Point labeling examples
§
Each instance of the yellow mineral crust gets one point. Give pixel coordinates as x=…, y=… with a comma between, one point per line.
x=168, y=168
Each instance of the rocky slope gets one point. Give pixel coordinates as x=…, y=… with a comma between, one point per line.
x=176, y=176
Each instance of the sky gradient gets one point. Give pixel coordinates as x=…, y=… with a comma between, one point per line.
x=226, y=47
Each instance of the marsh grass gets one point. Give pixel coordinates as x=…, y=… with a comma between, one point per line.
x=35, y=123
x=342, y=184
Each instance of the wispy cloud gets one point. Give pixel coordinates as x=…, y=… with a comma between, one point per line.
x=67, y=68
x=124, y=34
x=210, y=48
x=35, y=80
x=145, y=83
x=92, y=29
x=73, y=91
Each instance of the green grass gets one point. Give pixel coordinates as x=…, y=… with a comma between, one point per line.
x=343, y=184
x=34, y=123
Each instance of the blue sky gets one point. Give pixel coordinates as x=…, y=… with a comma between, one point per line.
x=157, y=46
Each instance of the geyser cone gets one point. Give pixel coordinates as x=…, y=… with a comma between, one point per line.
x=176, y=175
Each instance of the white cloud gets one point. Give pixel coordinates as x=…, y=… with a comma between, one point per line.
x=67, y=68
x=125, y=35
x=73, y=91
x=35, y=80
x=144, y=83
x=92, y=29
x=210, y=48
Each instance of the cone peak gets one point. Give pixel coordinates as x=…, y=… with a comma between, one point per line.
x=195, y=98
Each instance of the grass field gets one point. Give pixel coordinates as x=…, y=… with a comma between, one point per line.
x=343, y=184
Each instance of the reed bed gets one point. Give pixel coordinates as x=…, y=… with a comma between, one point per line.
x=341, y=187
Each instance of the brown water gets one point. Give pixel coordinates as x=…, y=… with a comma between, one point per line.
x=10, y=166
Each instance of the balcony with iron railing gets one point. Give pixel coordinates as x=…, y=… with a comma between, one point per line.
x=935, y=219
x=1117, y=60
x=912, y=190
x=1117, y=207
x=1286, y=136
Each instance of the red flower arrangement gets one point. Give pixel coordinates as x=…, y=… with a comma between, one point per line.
§
§ **EXERCISE OBJECTIVE**:
Rename "brown water" to "muddy water" in the lines from the one containing "Each instance of the reed" through the last line, and give only those lines with everything else left as it is.

§ **SOLUTION**:
Each instance of the reed bed gets one point. Give pixel coordinates as x=…, y=… with a comma between, one point per line.
x=341, y=187
Each instance of the muddy water gets one point. Give pixel coordinates as x=…, y=… with a comma between, one point per line.
x=10, y=166
Each instance of the balcony with iron railing gets one point. Give pixel coordinates as x=…, y=… with a comma between, one point per line.
x=935, y=219
x=1117, y=60
x=912, y=190
x=1117, y=207
x=1286, y=136
Each instance of the red flower arrangement gets one point. Give pixel coordinates as x=…, y=… with a comma between, one point per line.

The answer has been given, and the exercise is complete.